WRITTEN TASKS:
1) Reproduce the passage on the new EEOC guidance, beginning at the words "The New EEOC" and stopping after "under Title VII.", with "job applicants" replaced by "job candidates".
2) According to the passage on the new EEOC guidance, in which years did the agency issue the policy statements that the new Enforcement Guidance consolidates and supersedes?

* BEGIN EXCERPT TO READ *

The EEOC was busy this spring, issuing Enforcement Guidance on the Consideration of Arrest and Conviction Records in Employment Decisions Under Title VII of the Civil Rights Act of 1964 and holding, in the context of a federal employee’s claim before the agency, that the protections afforded by Title VII extend to transgendered persons. While both actions are significant, the Guidance on Conviction Records will present significant challenges to those employers who have historically used such records as part of the applicant screening process, with the extent of its impact yet to be known due to certain unresolved issues.
The New EEOC Guidelines: Expect Heightened Scrutiny of Your Application Process
By way of background, Title VII prohibits employers from treating job applicants with the same criminal records differently because of their race, color, religion, sex or national origin (disparate treatment). Even when an employer uses criminal record exclusions uniformly, its actions may nonetheless disproportionately and unjustifiably exclude people of a particular race or national origin (disparate impact). If the employer does not show that such an exclusion is “job related and consistent with business necessity” for the position in question, the exclusion is unlawful under Title VII.
According to the EEOC, the new Enforcement Guidance “consolidates and supersedes” policy statements issued by the agency in 1987 and 1990. This is quite an understatement. While prior policy statements recognized both disparate-treatment and disparate-impact claims, the new Enforcement Guidance essentially recognizes only two circumstances under which an employer can establish that its criminal background inquiry is job related and consistent with business necessity. An employer now has two choices if it wishes to consider conviction records when making employment decisions. It can validate the appropriateness of a criminal screen using the Uniform Guidelines on Employee Selection Procedures—a complex statistical endeavor that is likely to be an impractical option for the average employer. Alternatively, it can develop a “targeted screen” that considers the nature of the crime, the amount of time elapsed since the conduct or conviction at issue, and the nature of the job in question. Employers choosing the latter approach must also provide applicants or employees who may be excluded from an employment opportunity due to a disqualifying conviction record with the opportunity to present mitigating information (for example, demonstrating that the conviction record does not belong to the applicant) with an individualized assessment. While Title VII does not require such an assessment in all circumstances, the EEOC maintains that a screening process that does not utilize such an inquiry is more likely to violate Title VII.

* END EXCERPT TO READ *
* BEGIN DATA RECORDS *

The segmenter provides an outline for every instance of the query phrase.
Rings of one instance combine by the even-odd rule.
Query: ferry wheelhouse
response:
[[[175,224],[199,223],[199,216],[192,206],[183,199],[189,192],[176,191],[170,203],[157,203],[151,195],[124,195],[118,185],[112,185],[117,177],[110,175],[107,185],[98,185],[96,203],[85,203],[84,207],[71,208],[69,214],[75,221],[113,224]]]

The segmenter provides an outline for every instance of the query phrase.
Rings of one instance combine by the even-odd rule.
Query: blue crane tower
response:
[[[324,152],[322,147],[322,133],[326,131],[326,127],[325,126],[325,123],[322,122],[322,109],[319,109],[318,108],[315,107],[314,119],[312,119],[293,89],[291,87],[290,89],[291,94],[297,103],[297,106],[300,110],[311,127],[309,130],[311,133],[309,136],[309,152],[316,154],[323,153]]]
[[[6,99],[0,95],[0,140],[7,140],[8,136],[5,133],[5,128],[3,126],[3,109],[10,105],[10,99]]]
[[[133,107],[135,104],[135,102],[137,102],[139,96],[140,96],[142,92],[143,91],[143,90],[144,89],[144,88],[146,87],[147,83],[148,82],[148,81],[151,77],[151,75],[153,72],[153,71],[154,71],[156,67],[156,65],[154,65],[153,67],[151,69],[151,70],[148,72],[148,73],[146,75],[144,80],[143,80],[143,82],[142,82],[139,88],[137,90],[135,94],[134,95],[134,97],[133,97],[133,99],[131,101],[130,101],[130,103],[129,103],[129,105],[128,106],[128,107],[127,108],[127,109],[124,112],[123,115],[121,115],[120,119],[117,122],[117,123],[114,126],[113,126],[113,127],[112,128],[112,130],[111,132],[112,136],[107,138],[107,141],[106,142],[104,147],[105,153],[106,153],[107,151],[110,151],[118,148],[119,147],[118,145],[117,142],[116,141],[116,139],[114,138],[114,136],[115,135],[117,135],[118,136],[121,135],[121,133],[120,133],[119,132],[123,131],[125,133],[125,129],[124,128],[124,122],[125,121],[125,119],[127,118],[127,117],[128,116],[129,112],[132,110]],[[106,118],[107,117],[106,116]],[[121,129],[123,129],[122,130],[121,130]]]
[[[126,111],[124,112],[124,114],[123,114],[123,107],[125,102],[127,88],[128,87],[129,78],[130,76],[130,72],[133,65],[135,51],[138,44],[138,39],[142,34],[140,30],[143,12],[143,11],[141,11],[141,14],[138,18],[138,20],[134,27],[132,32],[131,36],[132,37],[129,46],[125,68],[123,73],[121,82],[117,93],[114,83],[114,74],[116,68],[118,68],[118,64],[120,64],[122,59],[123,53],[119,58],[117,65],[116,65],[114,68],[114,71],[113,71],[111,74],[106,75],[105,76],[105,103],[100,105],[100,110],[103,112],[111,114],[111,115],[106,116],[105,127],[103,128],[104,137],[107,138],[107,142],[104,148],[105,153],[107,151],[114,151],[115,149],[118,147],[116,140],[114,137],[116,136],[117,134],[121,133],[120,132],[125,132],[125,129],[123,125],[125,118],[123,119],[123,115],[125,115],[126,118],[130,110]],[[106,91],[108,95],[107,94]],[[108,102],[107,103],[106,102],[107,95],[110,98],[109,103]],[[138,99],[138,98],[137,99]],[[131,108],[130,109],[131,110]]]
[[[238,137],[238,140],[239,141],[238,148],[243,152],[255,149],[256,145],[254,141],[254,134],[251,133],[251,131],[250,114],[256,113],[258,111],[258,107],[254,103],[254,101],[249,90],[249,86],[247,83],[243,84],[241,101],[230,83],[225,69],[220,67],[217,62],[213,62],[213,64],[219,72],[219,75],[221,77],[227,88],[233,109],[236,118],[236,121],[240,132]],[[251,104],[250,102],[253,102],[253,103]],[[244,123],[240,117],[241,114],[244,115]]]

* END DATA RECORDS *

REPLIES:
1)
The New EEOC Guidelines: Expect Heightened Scrutiny of Your Application Process
By way of background, Title VII prohibits employers from treating job candidates with the same criminal records differently because of their race, color, religion, sex or national origin (disparate treatment). Even when an employer uses criminal record exclusions uniformly, its actions may nonetheless disproportionately and unjustifiably exclude people of a particular race or national origin (disparate impact). If the employer does not show that such an exclusion is “job related and consistent with business necessity” for the position in question, the exclusion is unlawful under Title VII.

2) 1987 and 1990.